Hello!

When it comes to helping our children learn to read, write and count, we expect it to be a gradual process.

We know it takes time, instruction, lots of practice, trial and error and feedback for children to learn and grow and develop these skills. They learn academic skills at school, sometimes outside school with tutoring and at home with homework.

When it comes to helping our kids manage their emotions, how much time, instruction, practice, trial and error and feedback do we offer our children to learn about what emotions are; and most importantly how to manage them? Do they learn it at school? Do we send them for tuition like we do for maths? Do we help them at home? If not, where can our kids get the knowledge and skills they need to successfully navigate their emotions?

Teaching emotional intelligence is more then just helping kids to calm down when they are angry or comforting them when they are sad.

“How much time do you spend teaching your kids about managing their emotions as opposed to managing their emotions for them?”

Here is a short video on helping kids manage their emotions which was part of a presentation I gave at the University of Sydney about helping kids develop life skills.

When I was growing up I received no instruction at all about how to manage my many emotions. Sure I got a cuddle to comfort me if I was sad, and was told to calm down if I was angry, but no-one really explained or helped me with the:

  • Anger and injustice I felt my parents said “No you can’t go to the party” and everyone else would be there.
  • Loss and grief I felt when my grandfather died.
  • Jealousy I felt when my younger siblings were allowed to do so many things I wasn’t allowed to do at their age.
  • Remorse I felt when I did the wrong thing and my parents were disappointed in me.

◆ Task set ◆
#1 Answer these questions from the text on helping kids manage emotions:
(a) Where do children learn academic skills?
(b) Where did the writer give the presentation that included the short video?
(c) What caused the loss and grief the writer felt growing up?
#2 Rewrite everything in the text on helping kids manage emotions from "Here is a short" down to "at their age.", with "grandfather" changed to "grandmother".
The data after this point are separate material with no connection to the text.

◆ Data shown ◆
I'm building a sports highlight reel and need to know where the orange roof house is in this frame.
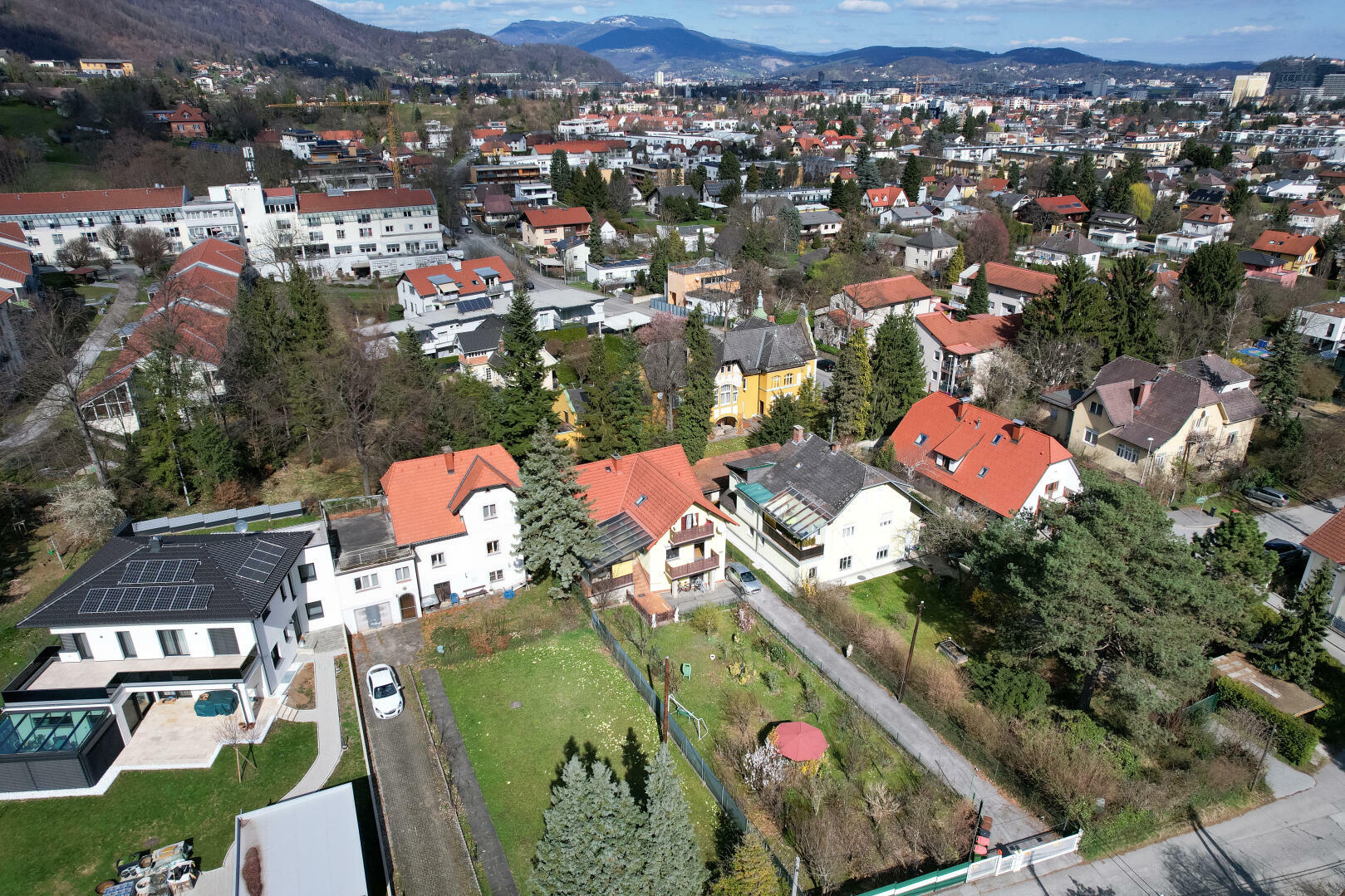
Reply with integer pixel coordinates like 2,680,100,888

◆ Solutions to the tasks ◆
#1
(a) At school, sometimes outside school with tutoring, and at home with homework.
(b) At the University of Sydney.
(c) The death of the writer's grandfather.

#2
Here is a short video on helping kids manage their emotions which was part of a presentation I gave at the University of Sydney about helping kids develop life skills.

When I was growing up I received no instruction at all about how to manage my many emotions. Sure I got a cuddle to comfort me if I was sad, and was told to calm down if I was angry, but no-one really explained or helped me with the:

  • Anger and injustice I felt my parents said “No you can’t go to the party” and everyone else would be there.
  • Loss and grief I felt when my grandmother died.
  • Jealousy I felt when my younger siblings were allowed to do so many things I wasn’t allowed to do at their age.